**Set task 1:**
Return the commit log text about rule checks and the split accept() functions, in full and word for word.

The rules are checked even before we perform any socket-specific
operation, so that we can optimize the reject case, which will be the
problematic one during a DDoS. The second stream interface and s->txn
are also now initialized after the rules are parsed for the same
reason. All these optimisations have permitted to reach up to 212000
connnections/s with a real rule rejecting based on the source IP
address.
Willy Tarreau [Fri, 28 May 2010 16:46:57 +0000 (18:46 +0200)]
[MEDIUM] separate protocol-level accept() from the frontend's
For a long time we had two large accept() functions, one for TCP
sockets instanciating proxies, and another one for UNIX sockets
instanciating the stats interface.
A lot of code was duplicated and both did not work exactly the same way.
Now we have a stream_sock layer accept() called for either TCP or UNIX
sockets, and this function calls the frontend-specific accept() function
which does the rest of the frontend-specific initialisation.
Some code is still duplicated (session & task allocation, stream interface
initialization), and might benefit from having an intermediate session-level
accept() callback to perform such initializations. Still there are some
minor differences that need to be addressed first. For instance, the monitor
nets should only be checked for proxies and not for other connection templates.
Last, we renamed l->private as l->frontend. The "private" pointer in
the listener is only used to store a frontend, so let's rename it to
eliminate this ambiguity. When we later support detached listeners
(eg: FTP), we'll add another field to avoid the confusion.

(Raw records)

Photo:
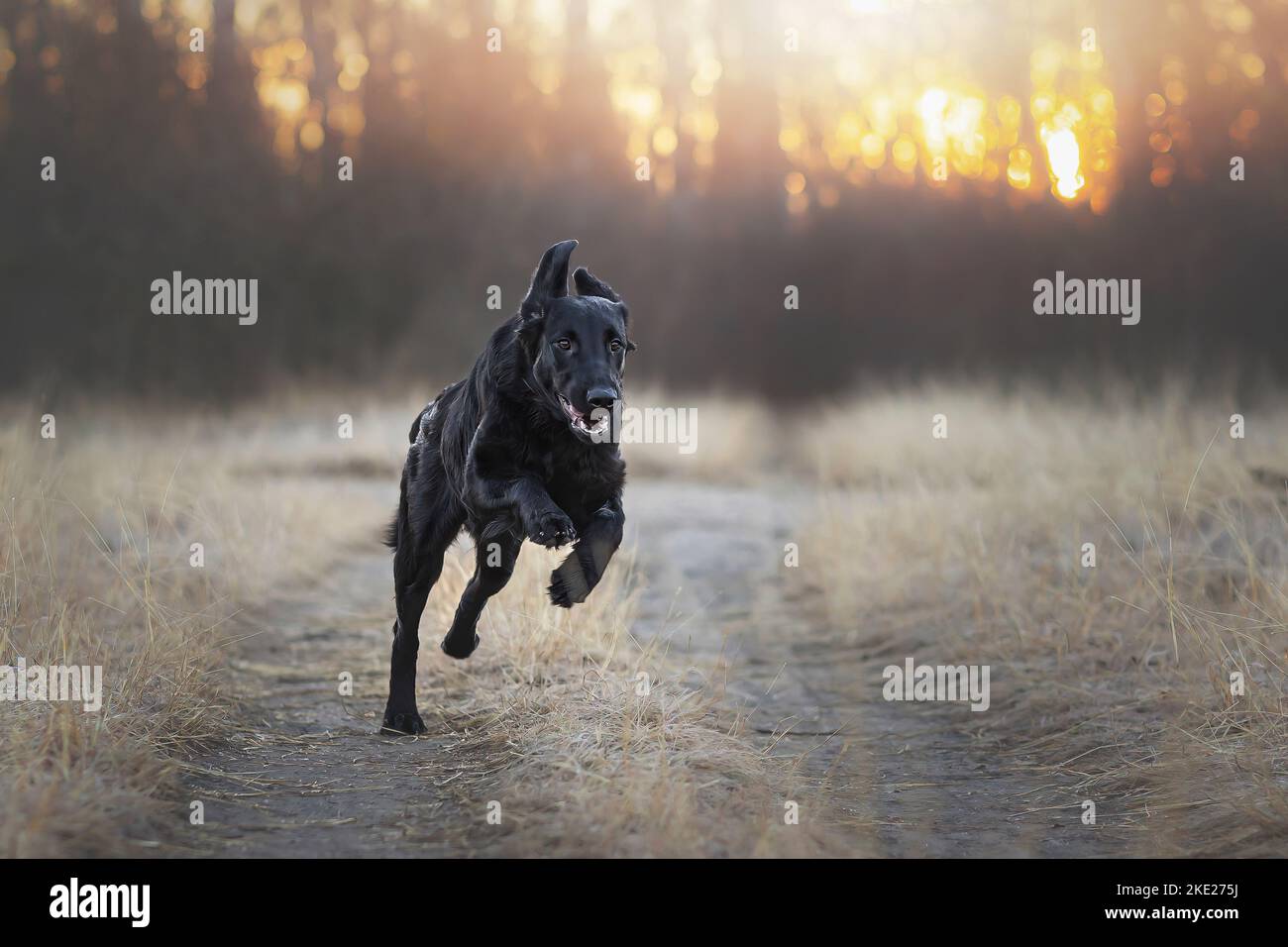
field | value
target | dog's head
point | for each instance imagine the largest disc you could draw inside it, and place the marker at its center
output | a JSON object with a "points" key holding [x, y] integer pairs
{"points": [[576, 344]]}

**Set task 2:**
Output every row under Raw records as a two-column CSV with the columns request and answer, one line per row. Put each row's request text and its answer in a single quoted field each, with line breaks turned into spaces, and leave the pictures out.

**Exercise output 1:**
The rules are checked even before we perform any socket-specific
operation, so that we can optimize the reject case, which will be the
problematic one during a DDoS. The second stream interface and s->txn
are also now initialized after the rules are parsed for the same
reason. All these optimisations have permitted to reach up to 212000
connnections/s with a real rule rejecting based on the source IP
address.
Willy Tarreau [Fri, 28 May 2010 16:46:57 +0000 (18:46 +0200)]
[MEDIUM] separate protocol-level accept() from the frontend's
For a long time we had two large accept() functions, one for TCP
sockets instanciating proxies, and another one for UNIX sockets
instanciating the stats interface.
A lot of code was duplicated and both did not work exactly the same way.
Now we have a stream_sock layer accept() called for either TCP or UNIX
sockets, and this function calls the frontend-specific accept() function
which does the rest of the frontend-specific initialisation.
Some code is still duplicated (session & task allocation, stream interface
initialization), and might benefit from having an intermediate session-level
accept() callback to perform such initializations. Still there are some
minor differences that need to be addressed first. For instance, the monitor
nets should only be checked for proxies and not for other connection templates.
Last, we renamed l->private as l->frontend. The "private" pointer in
the listener is only used to store a frontend, so let's rename it to
eliminate this ambiguity. When we later support detached listeners
(eg: FTP), we'll add another field to avoid the confusion.

**Exercise output 2:**
request,answer
"Photo: field | value target | dog's head point | for each instance imagine the largest disc you could draw inside it, and place the marker at its center output | a JSON object with a ""points"" key holding [x, y] integer pairs","{""points"": [[576, 344]]}"